▶ _Set task_
Reproduce every line below verbatim, keeping each character, number, bracket, and line break unchanged.

_____

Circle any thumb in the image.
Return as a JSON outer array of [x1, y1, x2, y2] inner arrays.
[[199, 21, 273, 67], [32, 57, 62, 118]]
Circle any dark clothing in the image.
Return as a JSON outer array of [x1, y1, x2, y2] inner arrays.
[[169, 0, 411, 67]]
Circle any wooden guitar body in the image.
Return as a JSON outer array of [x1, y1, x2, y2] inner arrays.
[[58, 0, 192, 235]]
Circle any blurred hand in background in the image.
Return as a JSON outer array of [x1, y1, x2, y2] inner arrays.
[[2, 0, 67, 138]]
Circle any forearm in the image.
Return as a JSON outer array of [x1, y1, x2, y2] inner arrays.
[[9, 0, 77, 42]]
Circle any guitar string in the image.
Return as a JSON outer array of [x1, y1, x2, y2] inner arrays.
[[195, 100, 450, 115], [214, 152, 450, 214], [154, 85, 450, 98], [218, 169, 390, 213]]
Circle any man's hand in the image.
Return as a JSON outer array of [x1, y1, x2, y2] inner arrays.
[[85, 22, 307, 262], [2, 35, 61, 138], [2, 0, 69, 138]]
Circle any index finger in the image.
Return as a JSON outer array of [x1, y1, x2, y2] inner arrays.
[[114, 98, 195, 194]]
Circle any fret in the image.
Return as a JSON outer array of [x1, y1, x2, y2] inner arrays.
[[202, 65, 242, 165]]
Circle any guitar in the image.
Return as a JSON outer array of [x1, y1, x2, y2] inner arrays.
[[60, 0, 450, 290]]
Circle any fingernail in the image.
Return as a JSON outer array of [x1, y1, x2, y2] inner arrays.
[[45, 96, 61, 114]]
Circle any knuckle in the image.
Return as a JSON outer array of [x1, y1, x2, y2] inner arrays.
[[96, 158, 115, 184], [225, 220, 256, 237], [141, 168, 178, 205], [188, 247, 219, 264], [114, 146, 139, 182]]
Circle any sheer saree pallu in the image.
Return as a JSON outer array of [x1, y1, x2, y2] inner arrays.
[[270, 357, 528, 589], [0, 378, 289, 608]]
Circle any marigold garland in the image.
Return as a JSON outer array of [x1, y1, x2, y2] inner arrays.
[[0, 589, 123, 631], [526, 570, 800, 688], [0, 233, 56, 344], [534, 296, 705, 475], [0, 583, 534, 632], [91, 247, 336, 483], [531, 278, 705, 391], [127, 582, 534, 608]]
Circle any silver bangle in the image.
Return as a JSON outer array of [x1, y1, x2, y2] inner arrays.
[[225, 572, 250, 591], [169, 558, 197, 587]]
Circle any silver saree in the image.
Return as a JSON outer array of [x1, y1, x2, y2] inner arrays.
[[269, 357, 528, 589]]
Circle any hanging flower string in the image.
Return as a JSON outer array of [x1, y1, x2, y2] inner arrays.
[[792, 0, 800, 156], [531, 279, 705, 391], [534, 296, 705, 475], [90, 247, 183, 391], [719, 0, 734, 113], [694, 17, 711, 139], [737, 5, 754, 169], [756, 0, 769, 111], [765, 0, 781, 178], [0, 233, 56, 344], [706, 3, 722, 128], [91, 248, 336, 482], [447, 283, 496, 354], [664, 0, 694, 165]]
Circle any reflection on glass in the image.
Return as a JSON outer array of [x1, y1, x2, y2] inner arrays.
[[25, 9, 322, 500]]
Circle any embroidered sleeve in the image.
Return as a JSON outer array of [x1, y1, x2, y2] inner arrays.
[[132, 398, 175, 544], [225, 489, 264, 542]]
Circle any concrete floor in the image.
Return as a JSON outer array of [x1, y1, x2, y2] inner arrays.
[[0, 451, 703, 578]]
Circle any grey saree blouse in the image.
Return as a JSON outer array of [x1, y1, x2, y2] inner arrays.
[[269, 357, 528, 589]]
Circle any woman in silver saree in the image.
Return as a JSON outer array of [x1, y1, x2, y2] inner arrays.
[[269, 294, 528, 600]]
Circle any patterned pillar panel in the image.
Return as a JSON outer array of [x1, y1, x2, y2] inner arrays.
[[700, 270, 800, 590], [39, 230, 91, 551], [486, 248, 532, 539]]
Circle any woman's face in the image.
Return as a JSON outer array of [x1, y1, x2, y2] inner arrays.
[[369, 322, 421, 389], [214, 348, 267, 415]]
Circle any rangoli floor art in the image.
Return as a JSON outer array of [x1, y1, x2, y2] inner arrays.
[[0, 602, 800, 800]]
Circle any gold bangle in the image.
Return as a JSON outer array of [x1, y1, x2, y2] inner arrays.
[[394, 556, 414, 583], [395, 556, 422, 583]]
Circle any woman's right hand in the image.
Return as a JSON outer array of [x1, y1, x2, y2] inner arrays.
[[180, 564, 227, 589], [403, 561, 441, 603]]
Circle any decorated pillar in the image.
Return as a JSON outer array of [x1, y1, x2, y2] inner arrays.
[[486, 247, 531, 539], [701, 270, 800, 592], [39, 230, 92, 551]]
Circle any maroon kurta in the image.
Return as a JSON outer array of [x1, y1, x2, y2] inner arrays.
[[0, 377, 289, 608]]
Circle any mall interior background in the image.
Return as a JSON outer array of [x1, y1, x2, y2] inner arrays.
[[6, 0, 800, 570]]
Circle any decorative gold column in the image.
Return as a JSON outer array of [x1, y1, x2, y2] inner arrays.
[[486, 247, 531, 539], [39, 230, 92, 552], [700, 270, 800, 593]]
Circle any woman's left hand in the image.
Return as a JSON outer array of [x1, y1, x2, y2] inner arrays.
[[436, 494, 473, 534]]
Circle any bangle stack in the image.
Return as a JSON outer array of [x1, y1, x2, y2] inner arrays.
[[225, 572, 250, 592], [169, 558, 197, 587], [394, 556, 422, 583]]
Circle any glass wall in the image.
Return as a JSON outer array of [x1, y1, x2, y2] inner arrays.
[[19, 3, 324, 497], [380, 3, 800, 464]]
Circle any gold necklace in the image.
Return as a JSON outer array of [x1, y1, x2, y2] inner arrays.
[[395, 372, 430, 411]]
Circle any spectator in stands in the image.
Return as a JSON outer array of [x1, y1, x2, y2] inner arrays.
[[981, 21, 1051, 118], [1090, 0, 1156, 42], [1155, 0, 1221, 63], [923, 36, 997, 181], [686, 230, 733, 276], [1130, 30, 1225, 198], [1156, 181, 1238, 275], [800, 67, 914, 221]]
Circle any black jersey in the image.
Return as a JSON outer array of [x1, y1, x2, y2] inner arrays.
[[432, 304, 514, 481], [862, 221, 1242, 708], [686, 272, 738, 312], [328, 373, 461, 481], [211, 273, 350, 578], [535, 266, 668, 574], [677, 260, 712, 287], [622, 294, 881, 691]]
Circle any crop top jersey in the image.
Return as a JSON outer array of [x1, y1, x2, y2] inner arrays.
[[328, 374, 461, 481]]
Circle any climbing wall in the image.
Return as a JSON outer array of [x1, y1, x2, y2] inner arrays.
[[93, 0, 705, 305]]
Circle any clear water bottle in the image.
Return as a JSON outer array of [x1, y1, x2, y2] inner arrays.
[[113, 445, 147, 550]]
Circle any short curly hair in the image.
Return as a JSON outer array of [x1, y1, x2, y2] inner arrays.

_____

▶ _Exercise response_
Circle any thumb in the image.
Return as a JSON outer array of [x1, y1, x2, y2] inner arrays.
[[199, 21, 273, 67], [32, 57, 62, 118]]
Circle any dark clothing in the image.
Return as a JSON outer array of [x1, y1, x2, y2] inner arrays.
[[169, 0, 411, 67]]
Circle any wooden guitar body in the image.
Return as a JSON outer array of [x1, y1, x2, y2] inner arrays.
[[58, 0, 192, 235]]
Circle any blurred hand in background in the image.
Return as a JSON outer array of [x1, y1, x2, y2] inner arrays.
[[2, 0, 67, 138]]
Circle any forearm in the image.
Return as a JSON outer array of [x1, y1, x2, y2] inner arrays.
[[9, 0, 77, 42]]
Circle any guitar string in the image.
Return as a JSON outer array of [x1, y1, x2, y2] inner arrays.
[[195, 100, 450, 115], [214, 152, 450, 214], [154, 85, 450, 98], [218, 169, 390, 213]]
Circle any man's hand in the image.
Return as a JSON outer array of [x1, y1, x2, y2] inner arrays.
[[85, 22, 307, 262], [2, 35, 61, 138], [2, 0, 69, 138]]
Circle any index finger in the image.
Return as a JSON outer array of [x1, y1, x2, y2] inner arrays.
[[114, 98, 195, 194]]
Circle any fret in the image.
Return as a JSON outer array of [x1, y1, x2, y2] inner arrays.
[[202, 65, 242, 165]]
Circle any guitar in the image.
Return as a JSON outer array of [x1, y1, x2, y2] inner arrays.
[[60, 0, 450, 290]]
Circle any fingernail in the image.
Return as a JSON outer array of [x1, y1, x2, y2] inner arrays.
[[45, 96, 61, 114]]
Circle any knuckle in the image.
Return as a JSON outer array of [x1, y1, x2, y2] inner arrays.
[[96, 158, 115, 184], [225, 220, 256, 237], [141, 168, 178, 205], [188, 247, 219, 264], [114, 146, 139, 182]]
Circle any sheer saree pallu in the image.
Return as a JSON outer array of [x1, y1, x2, y2] inner arrays.
[[270, 357, 528, 589], [0, 378, 289, 608]]
Circle any marigold garland in the image.
Return as a JSON outer array of [x1, y1, x2, y2] inner arrays.
[[0, 589, 123, 631], [526, 570, 800, 688], [0, 233, 56, 344], [534, 296, 705, 475], [0, 583, 534, 632], [91, 247, 336, 483], [531, 278, 705, 391], [127, 582, 534, 608]]
Circle any silver bangle in the image.
Return as a JSON outer array of [x1, y1, x2, y2] inner arrays.
[[225, 572, 250, 591], [169, 558, 197, 587]]
Circle any silver saree in the image.
Return as a JSON outer array of [x1, y1, x2, y2] inner arrays.
[[269, 357, 528, 589]]
Circle any hanging flower string in the image.
Return as a JSON outer array of [x1, y1, x2, y2] inner arrays.
[[792, 0, 800, 156], [531, 279, 705, 391], [534, 296, 705, 475], [90, 247, 183, 391], [719, 0, 734, 113], [694, 17, 711, 139], [737, 5, 754, 169], [756, 0, 769, 111], [765, 0, 781, 178], [0, 233, 56, 344], [706, 3, 722, 128], [91, 248, 336, 482], [447, 283, 496, 354], [664, 0, 694, 165]]
Circle any reflection on glass in the image.
Return as a JSON outer array of [x1, y1, x2, y2] inner arrays.
[[25, 9, 322, 500]]
Circle any embroidered sleeve in the image.
Return as a JSON outer array of [x1, y1, x2, y2] inner arrays.
[[132, 398, 175, 544], [225, 489, 264, 542]]
Circle any concrete floor in the image.
Return as a JSON outer array of [x1, y1, x2, y2] inner arrays.
[[0, 451, 703, 578]]
Circle any grey saree blouse in the image.
Return as a JSON outer array of [x1, y1, x2, y2] inner arrays.
[[269, 357, 528, 589]]
Circle any woman in silver saree in the image.
Return as a JSON outer array of [x1, y1, x2, y2] inner arrays.
[[269, 294, 528, 600]]
Circle any patterned pillar panel in the image.
Return as a JSON outer array of [x1, y1, x2, y2] inner arrays.
[[700, 270, 800, 590], [39, 230, 91, 551], [486, 248, 532, 539]]
Circle any woman's face in the image.
Return as a JSON outer array of [x1, y1, x2, y2] inner arrays.
[[369, 322, 421, 389], [214, 348, 267, 415]]
Circle any rangoli floor art in the image.
Return as a JSON outer array of [x1, y1, x2, y2] inner arrays.
[[0, 602, 800, 800]]
Circle any gold bangle in the image.
Return as a JSON outer array of [x1, y1, x2, y2] inner arrays.
[[394, 556, 414, 583], [395, 556, 422, 583]]
Circle any woman's right hand in the image.
Return as a JSON outer array of [x1, y1, x2, y2] inner arrays.
[[180, 564, 227, 589], [403, 561, 441, 603]]
Circle any decorated pillar in the image.
Return as a JSON outer array of [x1, y1, x2, y2] inner arrays.
[[486, 247, 531, 539], [701, 270, 800, 592], [39, 230, 92, 551]]
Circle any maroon kurta in the image.
Return as a JSON outer array of [x1, y1, x2, y2] inner arrays.
[[0, 377, 289, 608]]
Circle any mall interior background in the image.
Return as a JSON outer array of [x1, y1, x2, y2] inner arrays.
[[6, 0, 800, 570]]
Circle any decorative gold column in the image.
Return as a JSON outer array of [x1, y1, x2, y2] inner arrays.
[[486, 247, 531, 539], [39, 230, 92, 552], [700, 270, 800, 593]]
Circle any woman's left hand in the image.
Return as a JSON outer array of [x1, y1, x2, y2] inner arrays.
[[436, 494, 473, 534]]
Circle any bangle stack in the image.
Return as a JSON outer array of [x1, y1, x2, y2] inner arrays.
[[225, 572, 250, 592], [169, 558, 197, 587], [394, 556, 422, 583]]
Circle any glass wall in the image.
Return as a JSON outer array of [x1, y1, x2, y2] inner arrays.
[[19, 3, 324, 497], [380, 3, 800, 464]]
Circle any gold necklace in the image.
Return as a JSON outer array of [x1, y1, x2, y2] inner arrays.
[[395, 372, 430, 411]]
Circle any spectator in stands in the image.
Return as a JSON outer array of [x1, y1, x2, y2] inner arrays.
[[981, 21, 1051, 118], [1090, 0, 1156, 42], [1155, 0, 1221, 63], [923, 36, 997, 181], [686, 230, 733, 276], [1130, 30, 1225, 198], [1156, 181, 1238, 275], [800, 67, 914, 221]]
Circle any black jersey in the image.
Return as a JSON outer array of [x1, y1, x2, y2] inner arrays.
[[432, 304, 514, 481], [862, 221, 1242, 708], [686, 272, 738, 312], [328, 373, 461, 481], [211, 273, 350, 578], [535, 266, 668, 574], [677, 260, 712, 287], [622, 294, 881, 691]]
Circle any crop top jersey in the image.
Return as a JSON outer array of [x1, y1, x2, y2] inner arrays.
[[328, 374, 461, 481]]
Circle any climbing wall in the image.
Return as a JSON outer array of [x1, y1, x2, y2] inner arrays.
[[93, 0, 705, 305]]
Circle any clear water bottle in the image.
Return as a JSON outer array of [x1, y1, x2, y2] inner arrays.
[[113, 445, 147, 550]]
Circle any short curly hair in the image.
Return as a JSON outer array of [x1, y1, x2, y2] inner arrays.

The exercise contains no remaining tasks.